About this task
Could you return, exactly as written, every line from the one containing "of the floral" through the last line of the entries below, leaving out the pictures?

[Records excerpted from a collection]

§ §

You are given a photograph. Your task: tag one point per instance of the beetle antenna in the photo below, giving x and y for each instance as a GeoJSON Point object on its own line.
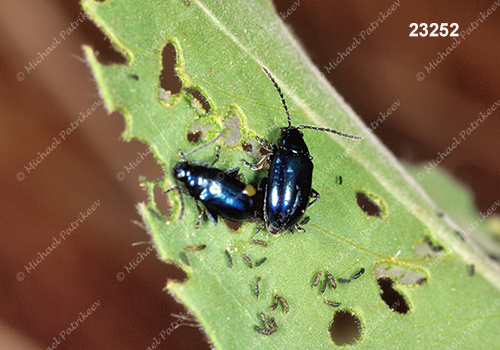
{"type": "Point", "coordinates": [205, 145]}
{"type": "Point", "coordinates": [281, 95]}
{"type": "Point", "coordinates": [355, 137]}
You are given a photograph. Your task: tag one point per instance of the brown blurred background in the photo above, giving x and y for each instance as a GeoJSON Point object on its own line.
{"type": "Point", "coordinates": [37, 306]}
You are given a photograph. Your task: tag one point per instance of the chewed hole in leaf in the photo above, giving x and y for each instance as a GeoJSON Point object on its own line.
{"type": "Point", "coordinates": [194, 136]}
{"type": "Point", "coordinates": [233, 124]}
{"type": "Point", "coordinates": [432, 246]}
{"type": "Point", "coordinates": [169, 81]}
{"type": "Point", "coordinates": [252, 148]}
{"type": "Point", "coordinates": [395, 300]}
{"type": "Point", "coordinates": [371, 204]}
{"type": "Point", "coordinates": [199, 101]}
{"type": "Point", "coordinates": [345, 328]}
{"type": "Point", "coordinates": [233, 225]}
{"type": "Point", "coordinates": [247, 147]}
{"type": "Point", "coordinates": [161, 201]}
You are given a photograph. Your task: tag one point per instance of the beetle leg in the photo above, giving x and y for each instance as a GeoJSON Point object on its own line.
{"type": "Point", "coordinates": [259, 165]}
{"type": "Point", "coordinates": [315, 195]}
{"type": "Point", "coordinates": [270, 147]}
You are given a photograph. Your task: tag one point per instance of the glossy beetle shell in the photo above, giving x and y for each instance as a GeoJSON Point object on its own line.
{"type": "Point", "coordinates": [221, 192]}
{"type": "Point", "coordinates": [288, 186]}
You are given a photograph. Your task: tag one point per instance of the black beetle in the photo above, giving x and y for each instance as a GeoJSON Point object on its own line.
{"type": "Point", "coordinates": [221, 192]}
{"type": "Point", "coordinates": [287, 189]}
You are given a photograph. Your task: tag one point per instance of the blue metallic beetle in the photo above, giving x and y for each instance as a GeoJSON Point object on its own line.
{"type": "Point", "coordinates": [288, 187]}
{"type": "Point", "coordinates": [221, 192]}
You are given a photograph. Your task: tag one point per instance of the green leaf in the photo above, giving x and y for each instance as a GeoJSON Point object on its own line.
{"type": "Point", "coordinates": [221, 48]}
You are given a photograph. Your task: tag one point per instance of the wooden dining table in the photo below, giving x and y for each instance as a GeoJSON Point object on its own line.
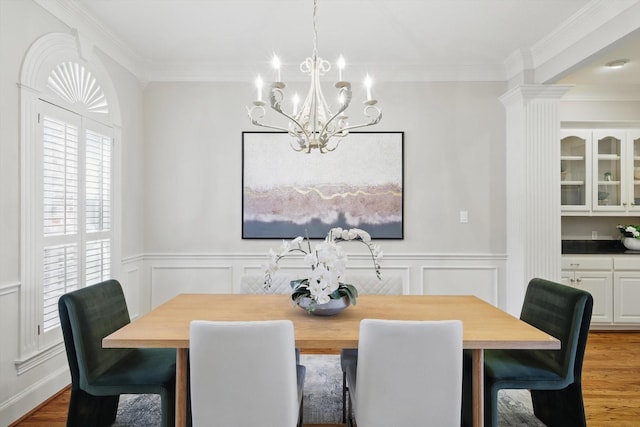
{"type": "Point", "coordinates": [484, 327]}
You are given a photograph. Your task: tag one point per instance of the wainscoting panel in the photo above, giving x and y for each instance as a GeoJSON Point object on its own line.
{"type": "Point", "coordinates": [479, 281]}
{"type": "Point", "coordinates": [162, 276]}
{"type": "Point", "coordinates": [169, 281]}
{"type": "Point", "coordinates": [132, 290]}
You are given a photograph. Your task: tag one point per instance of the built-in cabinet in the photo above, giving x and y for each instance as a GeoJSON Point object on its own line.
{"type": "Point", "coordinates": [600, 172]}
{"type": "Point", "coordinates": [614, 283]}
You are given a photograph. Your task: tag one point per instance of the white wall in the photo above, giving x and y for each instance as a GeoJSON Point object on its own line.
{"type": "Point", "coordinates": [453, 160]}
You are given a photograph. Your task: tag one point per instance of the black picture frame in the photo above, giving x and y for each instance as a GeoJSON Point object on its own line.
{"type": "Point", "coordinates": [286, 194]}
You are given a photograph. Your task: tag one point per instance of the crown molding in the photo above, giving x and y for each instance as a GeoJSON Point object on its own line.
{"type": "Point", "coordinates": [594, 27]}
{"type": "Point", "coordinates": [94, 34]}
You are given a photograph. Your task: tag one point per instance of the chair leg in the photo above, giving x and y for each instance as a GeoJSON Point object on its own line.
{"type": "Point", "coordinates": [168, 408]}
{"type": "Point", "coordinates": [344, 397]}
{"type": "Point", "coordinates": [301, 412]}
{"type": "Point", "coordinates": [558, 408]}
{"type": "Point", "coordinates": [87, 410]}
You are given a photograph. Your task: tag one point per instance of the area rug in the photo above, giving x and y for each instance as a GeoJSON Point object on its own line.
{"type": "Point", "coordinates": [323, 400]}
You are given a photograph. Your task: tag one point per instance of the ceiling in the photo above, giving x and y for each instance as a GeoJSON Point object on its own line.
{"type": "Point", "coordinates": [394, 40]}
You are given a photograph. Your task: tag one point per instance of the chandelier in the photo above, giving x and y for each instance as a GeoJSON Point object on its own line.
{"type": "Point", "coordinates": [313, 125]}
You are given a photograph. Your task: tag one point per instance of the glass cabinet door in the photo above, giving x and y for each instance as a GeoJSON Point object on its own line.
{"type": "Point", "coordinates": [607, 172]}
{"type": "Point", "coordinates": [634, 140]}
{"type": "Point", "coordinates": [574, 171]}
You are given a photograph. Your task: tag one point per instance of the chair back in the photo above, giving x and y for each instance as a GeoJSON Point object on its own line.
{"type": "Point", "coordinates": [409, 373]}
{"type": "Point", "coordinates": [243, 374]}
{"type": "Point", "coordinates": [86, 317]}
{"type": "Point", "coordinates": [565, 313]}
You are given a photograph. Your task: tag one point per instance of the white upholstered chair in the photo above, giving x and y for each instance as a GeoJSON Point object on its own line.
{"type": "Point", "coordinates": [366, 285]}
{"type": "Point", "coordinates": [244, 374]}
{"type": "Point", "coordinates": [409, 374]}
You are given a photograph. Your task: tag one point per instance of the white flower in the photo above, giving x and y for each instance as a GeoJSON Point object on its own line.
{"type": "Point", "coordinates": [310, 259]}
{"type": "Point", "coordinates": [297, 242]}
{"type": "Point", "coordinates": [631, 229]}
{"type": "Point", "coordinates": [328, 264]}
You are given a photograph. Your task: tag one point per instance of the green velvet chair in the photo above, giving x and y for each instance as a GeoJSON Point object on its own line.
{"type": "Point", "coordinates": [554, 377]}
{"type": "Point", "coordinates": [99, 375]}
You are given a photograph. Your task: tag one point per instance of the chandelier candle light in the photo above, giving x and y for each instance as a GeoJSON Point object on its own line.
{"type": "Point", "coordinates": [313, 124]}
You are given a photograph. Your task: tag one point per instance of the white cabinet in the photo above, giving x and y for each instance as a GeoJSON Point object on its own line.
{"type": "Point", "coordinates": [614, 283]}
{"type": "Point", "coordinates": [600, 172]}
{"type": "Point", "coordinates": [575, 171]}
{"type": "Point", "coordinates": [594, 275]}
{"type": "Point", "coordinates": [626, 290]}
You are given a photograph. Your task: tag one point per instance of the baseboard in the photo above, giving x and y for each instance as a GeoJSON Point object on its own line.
{"type": "Point", "coordinates": [32, 397]}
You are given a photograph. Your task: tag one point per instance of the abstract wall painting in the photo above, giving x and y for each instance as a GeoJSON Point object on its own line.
{"type": "Point", "coordinates": [288, 194]}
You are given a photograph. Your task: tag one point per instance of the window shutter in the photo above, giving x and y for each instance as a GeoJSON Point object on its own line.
{"type": "Point", "coordinates": [60, 215]}
{"type": "Point", "coordinates": [60, 177]}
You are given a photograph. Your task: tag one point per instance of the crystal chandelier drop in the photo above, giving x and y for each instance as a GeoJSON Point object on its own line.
{"type": "Point", "coordinates": [313, 125]}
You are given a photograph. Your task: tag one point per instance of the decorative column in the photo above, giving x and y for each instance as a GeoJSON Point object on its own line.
{"type": "Point", "coordinates": [533, 188]}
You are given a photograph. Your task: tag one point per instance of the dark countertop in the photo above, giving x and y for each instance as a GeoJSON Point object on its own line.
{"type": "Point", "coordinates": [595, 247]}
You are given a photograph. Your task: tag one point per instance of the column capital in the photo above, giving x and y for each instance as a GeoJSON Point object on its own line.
{"type": "Point", "coordinates": [531, 92]}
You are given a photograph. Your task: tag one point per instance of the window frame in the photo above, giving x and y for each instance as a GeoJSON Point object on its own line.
{"type": "Point", "coordinates": [44, 55]}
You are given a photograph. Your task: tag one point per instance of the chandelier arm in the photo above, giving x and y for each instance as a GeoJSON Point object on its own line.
{"type": "Point", "coordinates": [374, 121]}
{"type": "Point", "coordinates": [275, 100]}
{"type": "Point", "coordinates": [345, 105]}
{"type": "Point", "coordinates": [257, 123]}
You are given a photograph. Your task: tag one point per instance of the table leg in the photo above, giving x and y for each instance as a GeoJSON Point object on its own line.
{"type": "Point", "coordinates": [182, 357]}
{"type": "Point", "coordinates": [478, 387]}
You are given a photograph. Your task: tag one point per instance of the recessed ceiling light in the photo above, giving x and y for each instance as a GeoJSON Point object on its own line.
{"type": "Point", "coordinates": [618, 63]}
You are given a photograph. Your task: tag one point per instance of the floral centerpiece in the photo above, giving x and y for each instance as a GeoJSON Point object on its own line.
{"type": "Point", "coordinates": [630, 236]}
{"type": "Point", "coordinates": [327, 261]}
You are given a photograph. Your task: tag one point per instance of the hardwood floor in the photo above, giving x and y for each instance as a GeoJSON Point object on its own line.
{"type": "Point", "coordinates": [611, 385]}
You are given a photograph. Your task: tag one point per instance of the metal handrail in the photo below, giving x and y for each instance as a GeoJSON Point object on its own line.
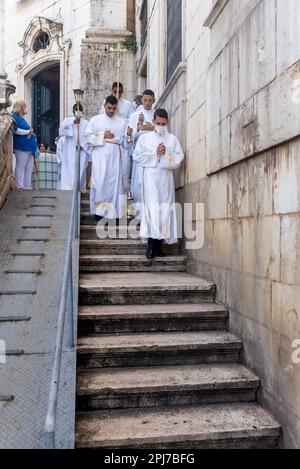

§ §

Solution to the exercise
You are given a photograph. Your task: tag one point per instance of the floral centerpiece in the photo above, giving x and y for each instance as a GeoJSON Point object on its own line.
{"type": "Point", "coordinates": [630, 236]}
{"type": "Point", "coordinates": [327, 261]}
You are given a photograph. Your task: tag one point per instance of the hardwood floor in the photo above, giving x and y for each instance as a GeoJSON Point object on its own line.
{"type": "Point", "coordinates": [611, 385]}
You are given a photograph. Your task: tag one point per instance of the metal handrail in the photo below, giving x and y for each instance as a GeoJSON Point object on its own line.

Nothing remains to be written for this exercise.